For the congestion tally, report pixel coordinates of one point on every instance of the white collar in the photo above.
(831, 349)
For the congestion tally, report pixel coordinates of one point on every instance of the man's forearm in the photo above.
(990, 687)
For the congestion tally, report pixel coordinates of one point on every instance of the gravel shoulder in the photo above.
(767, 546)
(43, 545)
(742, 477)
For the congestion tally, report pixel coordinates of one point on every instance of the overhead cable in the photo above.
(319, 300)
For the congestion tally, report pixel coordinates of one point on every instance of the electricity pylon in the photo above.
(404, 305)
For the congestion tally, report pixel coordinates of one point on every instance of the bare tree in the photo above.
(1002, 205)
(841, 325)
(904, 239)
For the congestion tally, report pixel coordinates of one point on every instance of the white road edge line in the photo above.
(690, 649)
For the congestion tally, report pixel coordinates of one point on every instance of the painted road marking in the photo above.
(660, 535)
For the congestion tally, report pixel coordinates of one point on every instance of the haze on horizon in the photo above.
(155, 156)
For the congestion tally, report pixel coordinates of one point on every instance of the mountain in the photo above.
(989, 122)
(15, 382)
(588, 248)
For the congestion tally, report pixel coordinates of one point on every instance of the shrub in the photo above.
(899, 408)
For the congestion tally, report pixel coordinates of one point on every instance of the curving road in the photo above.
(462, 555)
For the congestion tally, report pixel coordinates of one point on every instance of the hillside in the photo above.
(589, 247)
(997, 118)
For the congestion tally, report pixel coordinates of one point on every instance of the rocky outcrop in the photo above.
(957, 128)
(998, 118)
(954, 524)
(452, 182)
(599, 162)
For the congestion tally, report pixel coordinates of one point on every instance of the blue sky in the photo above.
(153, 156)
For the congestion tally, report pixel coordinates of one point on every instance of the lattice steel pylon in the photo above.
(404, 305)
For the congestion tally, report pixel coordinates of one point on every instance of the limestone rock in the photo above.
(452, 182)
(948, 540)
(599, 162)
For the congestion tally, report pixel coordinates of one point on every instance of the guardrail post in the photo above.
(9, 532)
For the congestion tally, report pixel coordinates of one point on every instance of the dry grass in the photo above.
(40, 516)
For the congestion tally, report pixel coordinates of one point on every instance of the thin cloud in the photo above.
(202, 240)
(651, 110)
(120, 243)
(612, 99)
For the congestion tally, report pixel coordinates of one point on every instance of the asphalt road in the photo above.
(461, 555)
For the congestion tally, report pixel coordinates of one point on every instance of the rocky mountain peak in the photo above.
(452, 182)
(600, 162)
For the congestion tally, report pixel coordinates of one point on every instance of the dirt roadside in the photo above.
+ + + + +
Aim of the task: Print the material in full, exactly as written.

Written reply:
For the congestion tally, report pixel coordinates of one point on every instance of the white collar in the photo above.
(831, 349)
For the congestion tally, report pixel coordinates of one point on every instance of the man's forearm in the photo above.
(990, 687)
For the congestion tally, report pixel coordinates of one point on every instance of the gravel shoulder in the photo above.
(767, 546)
(43, 545)
(742, 477)
For the congestion tally, report pixel coordinates of one point on every instance of the overhead cable in the photo above.
(319, 300)
For the congestion tally, report pixel coordinates of one point on every instance of the electricity pylon in the photo above.
(404, 305)
For the congestion tally, report pixel coordinates of one point on every instance of the bare tree in the photo above.
(1002, 205)
(841, 325)
(904, 239)
For the congestion tally, report pixel coordinates of one point on every instance of the white road edge line in the photo above.
(690, 649)
For the congestion tally, report pixel coordinates of one point on every instance of the painted road marking in the photo above.
(660, 535)
For the congestion tally, report pixel coordinates of one point on every instance of the haze on horizon in the photo above.
(155, 156)
For the congestion tally, report pixel coordinates of one point on every instance of the mountain in the photo above.
(989, 122)
(15, 382)
(588, 248)
For the congestion tally, report pixel coordinates of one point on every instance of the shrub in the photo above.
(899, 408)
For the congestion tally, report pixel coordinates of one point on every instance of the curving road in the photo above.
(462, 555)
For the congestion tally, report pixel coordinates of one point on every instance of the hillside in the photo above.
(589, 247)
(997, 118)
For the congestion tally, report pixel coordinates of one point on every instance of the rocky outcrop in the photo above.
(957, 128)
(998, 118)
(954, 524)
(452, 182)
(599, 162)
For the congestion tally, report pixel coordinates of one point on every instance of the blue sky in the photo above.
(153, 156)
For the congestion tally, report pixel coordinates of one point on every instance of the lattice steel pylon in the photo above.
(404, 305)
For the congestion tally, report pixel coordinates of one point on every instance of the limestone rock in the photo above.
(452, 182)
(948, 540)
(599, 162)
For the congestion tally, report pixel coordinates of one point on every instance of the guardrail post in the photo above.
(9, 532)
For the congestion tally, report pixel coordinates of one point on every instance of the dry grass in the photo above.
(40, 516)
For the congestion tally, report pixel coordinates of one point on every instance of the thin cloud in the photo above.
(202, 240)
(651, 110)
(120, 243)
(612, 99)
For the congestion tally, report pixel coordinates of one point on every instance of the asphalt road in the photo above.
(461, 555)
For the congestion tally, report pixel coordinates of one point on every instance of the rocky mountain peak in the photo above.
(452, 182)
(600, 162)
For the congestion tally, report pixel coordinates of one point on every instance of the dirt roadside in the photo above.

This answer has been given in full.